SET EXERCISE ▸
Please show every line of the listing below that contains the word "noun", copying each such line in full. Case counts when matching.

PROVIDED ENTRIES ▸
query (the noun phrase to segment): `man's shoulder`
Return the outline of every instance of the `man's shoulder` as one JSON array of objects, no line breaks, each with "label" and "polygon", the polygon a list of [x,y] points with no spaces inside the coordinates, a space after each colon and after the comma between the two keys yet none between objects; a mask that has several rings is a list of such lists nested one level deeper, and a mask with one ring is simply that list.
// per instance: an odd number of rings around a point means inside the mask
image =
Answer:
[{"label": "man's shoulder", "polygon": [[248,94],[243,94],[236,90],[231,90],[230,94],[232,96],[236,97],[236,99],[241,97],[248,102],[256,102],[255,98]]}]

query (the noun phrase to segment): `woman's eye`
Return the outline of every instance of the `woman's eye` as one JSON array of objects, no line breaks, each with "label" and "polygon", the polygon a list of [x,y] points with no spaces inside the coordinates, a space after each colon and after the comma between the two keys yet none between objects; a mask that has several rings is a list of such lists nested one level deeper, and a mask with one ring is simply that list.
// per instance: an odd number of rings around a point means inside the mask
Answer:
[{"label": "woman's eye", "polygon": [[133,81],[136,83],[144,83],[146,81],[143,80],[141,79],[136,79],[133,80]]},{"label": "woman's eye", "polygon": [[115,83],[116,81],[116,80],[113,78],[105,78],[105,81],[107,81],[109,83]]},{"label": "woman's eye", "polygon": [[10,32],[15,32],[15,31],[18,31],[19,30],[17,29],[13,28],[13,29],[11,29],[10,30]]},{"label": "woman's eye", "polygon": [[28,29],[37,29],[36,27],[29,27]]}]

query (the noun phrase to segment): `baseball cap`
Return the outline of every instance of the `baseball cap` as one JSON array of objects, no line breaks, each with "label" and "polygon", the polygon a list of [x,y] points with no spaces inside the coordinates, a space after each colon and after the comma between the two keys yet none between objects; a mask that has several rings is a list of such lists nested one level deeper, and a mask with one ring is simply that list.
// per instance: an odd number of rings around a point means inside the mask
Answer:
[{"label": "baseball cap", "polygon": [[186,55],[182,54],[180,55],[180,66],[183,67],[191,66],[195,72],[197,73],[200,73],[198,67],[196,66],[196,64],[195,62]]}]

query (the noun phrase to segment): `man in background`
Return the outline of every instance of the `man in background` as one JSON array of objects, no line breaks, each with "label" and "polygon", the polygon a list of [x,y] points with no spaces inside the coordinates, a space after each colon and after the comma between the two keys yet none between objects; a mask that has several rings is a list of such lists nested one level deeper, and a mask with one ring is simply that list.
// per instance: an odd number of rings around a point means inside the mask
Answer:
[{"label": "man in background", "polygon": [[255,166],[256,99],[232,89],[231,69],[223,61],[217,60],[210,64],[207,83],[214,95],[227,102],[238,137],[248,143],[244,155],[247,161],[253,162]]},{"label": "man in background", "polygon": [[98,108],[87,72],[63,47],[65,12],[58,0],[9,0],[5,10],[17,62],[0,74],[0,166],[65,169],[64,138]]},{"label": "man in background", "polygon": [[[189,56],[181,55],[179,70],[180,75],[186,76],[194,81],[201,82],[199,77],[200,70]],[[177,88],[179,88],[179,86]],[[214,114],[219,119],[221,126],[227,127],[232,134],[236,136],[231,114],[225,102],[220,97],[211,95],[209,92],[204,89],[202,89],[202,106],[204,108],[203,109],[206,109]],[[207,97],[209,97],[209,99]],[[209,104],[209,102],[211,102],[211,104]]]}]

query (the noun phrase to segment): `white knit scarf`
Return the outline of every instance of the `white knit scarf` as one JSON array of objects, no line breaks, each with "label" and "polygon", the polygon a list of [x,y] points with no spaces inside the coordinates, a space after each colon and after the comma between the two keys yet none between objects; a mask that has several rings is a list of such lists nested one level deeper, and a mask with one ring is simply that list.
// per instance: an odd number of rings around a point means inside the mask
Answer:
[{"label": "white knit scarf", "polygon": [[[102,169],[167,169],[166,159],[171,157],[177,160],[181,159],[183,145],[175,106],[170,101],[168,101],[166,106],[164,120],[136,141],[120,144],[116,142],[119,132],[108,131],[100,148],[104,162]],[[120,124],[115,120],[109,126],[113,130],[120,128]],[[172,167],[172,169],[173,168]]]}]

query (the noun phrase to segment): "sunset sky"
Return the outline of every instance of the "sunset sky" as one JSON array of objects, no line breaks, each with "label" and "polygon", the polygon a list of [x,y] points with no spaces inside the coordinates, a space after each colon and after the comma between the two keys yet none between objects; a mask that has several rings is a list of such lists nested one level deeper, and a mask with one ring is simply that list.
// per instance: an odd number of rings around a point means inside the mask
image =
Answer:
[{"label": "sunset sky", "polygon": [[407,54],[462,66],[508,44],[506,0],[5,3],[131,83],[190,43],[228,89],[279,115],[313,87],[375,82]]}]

TASK RESPONSE ▸
query (the noun phrase to segment): `man's shoulder`
query (the noun phrase to segment): `woman's eye`
query (the noun phrase to segment): `baseball cap`
query (the noun phrase to segment): `man in background`
query (the noun phrase to segment): `white knit scarf`
query (the noun phrase to segment): "sunset sky"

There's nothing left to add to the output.